» OBJECTIVE
Please repeat the rows below word for word, leaving out the pictures.
··· SUPPLIED MATERIAL ···
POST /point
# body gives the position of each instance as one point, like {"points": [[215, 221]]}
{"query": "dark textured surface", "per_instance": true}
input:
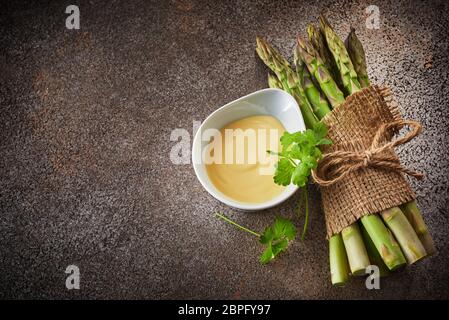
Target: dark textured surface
{"points": [[85, 122]]}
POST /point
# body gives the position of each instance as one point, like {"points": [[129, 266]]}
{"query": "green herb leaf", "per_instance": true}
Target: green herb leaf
{"points": [[276, 238], [300, 155], [284, 171]]}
···
» FINISHED EXERCISE
POST /point
# body gives the position of each instance as one point, like {"points": [[215, 221]]}
{"query": "dark textured surface", "per_instance": true}
input:
Target: dark textured surface
{"points": [[85, 122]]}
POST /point
# body gives the position of each instance as one point, like {"points": [[129, 266]]}
{"query": "green herb leaf", "per_instance": true}
Target: green herb leaf
{"points": [[276, 238], [300, 155], [284, 171]]}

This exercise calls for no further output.